### [Set exercise]
Report each line in the records below that contains the string "green". Case counts, so a line with the string in other capitals doesn't match.
============
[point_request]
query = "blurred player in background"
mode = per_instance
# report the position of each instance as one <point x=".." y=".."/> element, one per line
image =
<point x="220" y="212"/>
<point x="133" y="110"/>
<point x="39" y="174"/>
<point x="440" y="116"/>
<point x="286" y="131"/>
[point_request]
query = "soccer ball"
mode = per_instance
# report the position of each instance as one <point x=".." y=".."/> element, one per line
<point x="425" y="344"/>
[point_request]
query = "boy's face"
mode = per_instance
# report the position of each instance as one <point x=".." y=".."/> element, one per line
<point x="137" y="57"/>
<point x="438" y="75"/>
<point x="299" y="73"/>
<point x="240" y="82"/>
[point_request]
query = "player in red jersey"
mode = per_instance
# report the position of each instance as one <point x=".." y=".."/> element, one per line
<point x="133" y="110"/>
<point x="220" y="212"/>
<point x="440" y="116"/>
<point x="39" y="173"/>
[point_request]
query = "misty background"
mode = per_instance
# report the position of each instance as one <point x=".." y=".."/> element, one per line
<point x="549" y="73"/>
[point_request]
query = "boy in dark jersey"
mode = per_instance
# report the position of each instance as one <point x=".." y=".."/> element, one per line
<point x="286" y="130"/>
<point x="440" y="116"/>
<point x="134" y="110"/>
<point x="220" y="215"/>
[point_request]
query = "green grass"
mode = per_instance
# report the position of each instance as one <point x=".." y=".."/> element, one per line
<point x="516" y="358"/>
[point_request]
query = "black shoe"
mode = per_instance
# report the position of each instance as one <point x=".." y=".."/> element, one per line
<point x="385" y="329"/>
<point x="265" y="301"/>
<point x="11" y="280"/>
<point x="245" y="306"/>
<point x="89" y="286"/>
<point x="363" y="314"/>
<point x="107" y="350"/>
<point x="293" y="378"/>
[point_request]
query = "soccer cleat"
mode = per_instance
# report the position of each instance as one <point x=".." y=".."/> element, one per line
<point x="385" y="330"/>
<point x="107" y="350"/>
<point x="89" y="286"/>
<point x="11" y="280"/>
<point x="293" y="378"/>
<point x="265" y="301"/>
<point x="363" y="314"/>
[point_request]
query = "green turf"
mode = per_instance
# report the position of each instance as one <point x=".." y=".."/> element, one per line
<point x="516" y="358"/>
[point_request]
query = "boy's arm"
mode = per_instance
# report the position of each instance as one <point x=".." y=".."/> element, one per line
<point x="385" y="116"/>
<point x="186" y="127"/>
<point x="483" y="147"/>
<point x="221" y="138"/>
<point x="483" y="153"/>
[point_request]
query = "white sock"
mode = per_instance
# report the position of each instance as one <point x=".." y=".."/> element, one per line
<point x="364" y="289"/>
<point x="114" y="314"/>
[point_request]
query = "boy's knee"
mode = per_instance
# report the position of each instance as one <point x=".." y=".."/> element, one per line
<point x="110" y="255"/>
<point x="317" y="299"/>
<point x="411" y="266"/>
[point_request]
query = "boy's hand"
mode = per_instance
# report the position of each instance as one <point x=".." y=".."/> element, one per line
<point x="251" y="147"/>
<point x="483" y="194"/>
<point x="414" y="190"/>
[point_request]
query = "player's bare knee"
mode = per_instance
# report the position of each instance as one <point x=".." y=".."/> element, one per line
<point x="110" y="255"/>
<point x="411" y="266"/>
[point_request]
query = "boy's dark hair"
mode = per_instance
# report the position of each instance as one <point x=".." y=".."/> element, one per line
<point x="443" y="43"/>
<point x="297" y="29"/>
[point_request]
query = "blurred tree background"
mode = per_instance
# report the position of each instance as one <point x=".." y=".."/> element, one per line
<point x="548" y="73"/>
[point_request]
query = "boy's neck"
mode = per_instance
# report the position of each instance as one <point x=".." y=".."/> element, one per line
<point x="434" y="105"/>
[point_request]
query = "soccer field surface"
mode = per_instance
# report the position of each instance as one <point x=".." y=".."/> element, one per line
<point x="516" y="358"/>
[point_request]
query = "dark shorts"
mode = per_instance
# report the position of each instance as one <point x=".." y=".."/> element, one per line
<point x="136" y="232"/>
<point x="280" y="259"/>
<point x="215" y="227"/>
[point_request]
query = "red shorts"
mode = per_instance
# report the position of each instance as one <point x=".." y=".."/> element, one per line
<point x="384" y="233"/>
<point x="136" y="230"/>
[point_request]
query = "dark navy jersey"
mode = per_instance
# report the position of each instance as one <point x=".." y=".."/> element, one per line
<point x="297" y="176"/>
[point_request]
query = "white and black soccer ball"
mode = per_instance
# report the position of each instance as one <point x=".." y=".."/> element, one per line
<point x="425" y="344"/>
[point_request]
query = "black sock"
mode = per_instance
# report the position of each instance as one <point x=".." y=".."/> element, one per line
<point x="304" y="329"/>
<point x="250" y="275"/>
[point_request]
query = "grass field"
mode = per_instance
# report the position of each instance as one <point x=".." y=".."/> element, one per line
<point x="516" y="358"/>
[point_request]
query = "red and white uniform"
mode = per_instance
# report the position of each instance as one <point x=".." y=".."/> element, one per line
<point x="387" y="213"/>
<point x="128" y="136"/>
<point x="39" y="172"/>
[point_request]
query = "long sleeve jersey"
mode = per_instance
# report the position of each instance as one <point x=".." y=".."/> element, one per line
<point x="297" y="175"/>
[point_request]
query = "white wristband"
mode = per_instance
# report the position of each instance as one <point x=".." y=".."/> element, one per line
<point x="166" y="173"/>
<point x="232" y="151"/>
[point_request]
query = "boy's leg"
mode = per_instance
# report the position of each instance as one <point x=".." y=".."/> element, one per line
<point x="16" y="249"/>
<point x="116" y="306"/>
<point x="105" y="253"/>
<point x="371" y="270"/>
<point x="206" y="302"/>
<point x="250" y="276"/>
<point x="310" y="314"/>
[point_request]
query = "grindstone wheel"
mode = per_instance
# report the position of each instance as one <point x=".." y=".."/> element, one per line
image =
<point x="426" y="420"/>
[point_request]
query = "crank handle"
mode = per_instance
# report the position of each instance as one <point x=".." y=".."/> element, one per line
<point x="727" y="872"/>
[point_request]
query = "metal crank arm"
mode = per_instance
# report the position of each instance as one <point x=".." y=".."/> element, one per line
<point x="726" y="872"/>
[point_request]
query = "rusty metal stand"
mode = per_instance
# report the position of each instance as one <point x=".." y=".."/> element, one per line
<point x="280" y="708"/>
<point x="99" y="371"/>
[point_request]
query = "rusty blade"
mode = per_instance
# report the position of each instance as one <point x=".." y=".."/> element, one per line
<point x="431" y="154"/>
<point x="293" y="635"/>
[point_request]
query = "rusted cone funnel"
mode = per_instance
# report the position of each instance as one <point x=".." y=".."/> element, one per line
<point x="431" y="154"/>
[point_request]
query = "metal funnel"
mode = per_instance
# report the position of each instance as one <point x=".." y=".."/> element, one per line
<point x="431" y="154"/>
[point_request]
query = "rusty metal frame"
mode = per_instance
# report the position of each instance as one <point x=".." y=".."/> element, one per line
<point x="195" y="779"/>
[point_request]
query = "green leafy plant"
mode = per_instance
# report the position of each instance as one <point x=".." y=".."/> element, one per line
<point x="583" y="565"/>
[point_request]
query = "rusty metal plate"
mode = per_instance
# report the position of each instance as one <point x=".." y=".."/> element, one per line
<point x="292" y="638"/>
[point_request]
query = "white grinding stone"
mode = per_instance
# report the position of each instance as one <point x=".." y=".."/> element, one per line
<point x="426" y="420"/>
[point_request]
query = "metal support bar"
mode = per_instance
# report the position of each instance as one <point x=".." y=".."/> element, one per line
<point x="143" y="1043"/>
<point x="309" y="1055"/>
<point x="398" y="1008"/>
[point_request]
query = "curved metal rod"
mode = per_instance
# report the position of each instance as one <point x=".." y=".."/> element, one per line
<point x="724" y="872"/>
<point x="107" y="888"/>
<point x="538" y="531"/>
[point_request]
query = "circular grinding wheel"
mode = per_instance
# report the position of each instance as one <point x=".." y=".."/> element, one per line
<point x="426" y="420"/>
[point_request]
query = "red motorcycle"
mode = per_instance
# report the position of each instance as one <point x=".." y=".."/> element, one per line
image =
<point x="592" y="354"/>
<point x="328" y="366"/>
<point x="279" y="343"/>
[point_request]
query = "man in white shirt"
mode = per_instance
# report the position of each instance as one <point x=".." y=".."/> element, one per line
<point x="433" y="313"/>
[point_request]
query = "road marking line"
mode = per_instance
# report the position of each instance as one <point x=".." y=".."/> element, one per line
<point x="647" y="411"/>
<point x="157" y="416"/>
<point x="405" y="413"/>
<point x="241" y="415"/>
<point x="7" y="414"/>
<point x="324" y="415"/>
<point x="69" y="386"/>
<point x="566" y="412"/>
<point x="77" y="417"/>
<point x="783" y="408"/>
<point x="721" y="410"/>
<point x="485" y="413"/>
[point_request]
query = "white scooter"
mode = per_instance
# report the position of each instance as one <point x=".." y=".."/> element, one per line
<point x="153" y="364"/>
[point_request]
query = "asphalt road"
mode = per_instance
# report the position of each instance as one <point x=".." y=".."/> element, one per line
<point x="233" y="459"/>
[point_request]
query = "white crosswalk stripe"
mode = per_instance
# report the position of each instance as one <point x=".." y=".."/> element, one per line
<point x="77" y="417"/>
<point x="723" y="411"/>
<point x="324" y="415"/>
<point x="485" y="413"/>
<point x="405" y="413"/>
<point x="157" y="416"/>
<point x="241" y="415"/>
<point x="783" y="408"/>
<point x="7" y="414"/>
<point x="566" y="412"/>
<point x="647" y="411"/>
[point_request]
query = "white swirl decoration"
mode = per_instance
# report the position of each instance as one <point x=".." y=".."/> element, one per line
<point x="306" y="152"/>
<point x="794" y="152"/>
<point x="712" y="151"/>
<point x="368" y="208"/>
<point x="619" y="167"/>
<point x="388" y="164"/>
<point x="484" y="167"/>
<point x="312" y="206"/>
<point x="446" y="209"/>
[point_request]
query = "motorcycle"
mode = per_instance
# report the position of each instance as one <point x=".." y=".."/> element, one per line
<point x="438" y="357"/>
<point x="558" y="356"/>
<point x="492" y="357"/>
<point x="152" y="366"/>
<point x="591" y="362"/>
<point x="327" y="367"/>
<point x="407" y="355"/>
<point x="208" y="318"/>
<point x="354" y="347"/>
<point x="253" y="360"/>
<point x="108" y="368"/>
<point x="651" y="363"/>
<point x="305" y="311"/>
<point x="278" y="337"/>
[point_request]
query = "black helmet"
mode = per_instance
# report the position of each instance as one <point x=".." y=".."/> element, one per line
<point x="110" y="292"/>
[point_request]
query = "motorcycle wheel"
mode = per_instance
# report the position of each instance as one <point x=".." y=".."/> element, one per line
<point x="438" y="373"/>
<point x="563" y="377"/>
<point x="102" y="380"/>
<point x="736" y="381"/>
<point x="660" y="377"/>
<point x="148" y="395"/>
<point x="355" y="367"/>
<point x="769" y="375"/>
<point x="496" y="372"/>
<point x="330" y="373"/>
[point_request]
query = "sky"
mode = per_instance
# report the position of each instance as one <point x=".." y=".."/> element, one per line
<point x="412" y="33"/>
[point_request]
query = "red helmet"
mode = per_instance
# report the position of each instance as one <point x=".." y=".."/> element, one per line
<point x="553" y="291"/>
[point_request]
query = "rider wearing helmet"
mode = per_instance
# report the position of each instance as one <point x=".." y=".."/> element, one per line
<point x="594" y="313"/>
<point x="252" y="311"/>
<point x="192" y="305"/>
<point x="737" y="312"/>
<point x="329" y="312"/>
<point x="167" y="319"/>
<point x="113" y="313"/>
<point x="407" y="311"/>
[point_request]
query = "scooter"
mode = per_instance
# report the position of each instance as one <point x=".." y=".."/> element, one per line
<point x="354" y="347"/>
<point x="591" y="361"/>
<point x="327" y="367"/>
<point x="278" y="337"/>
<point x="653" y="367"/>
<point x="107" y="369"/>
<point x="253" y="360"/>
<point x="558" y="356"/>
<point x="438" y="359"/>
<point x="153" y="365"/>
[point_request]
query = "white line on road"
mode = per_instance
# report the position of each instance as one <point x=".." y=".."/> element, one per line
============
### [Output of the task]
query = "green grass"
query = "green turf"
query = "green leafy plant"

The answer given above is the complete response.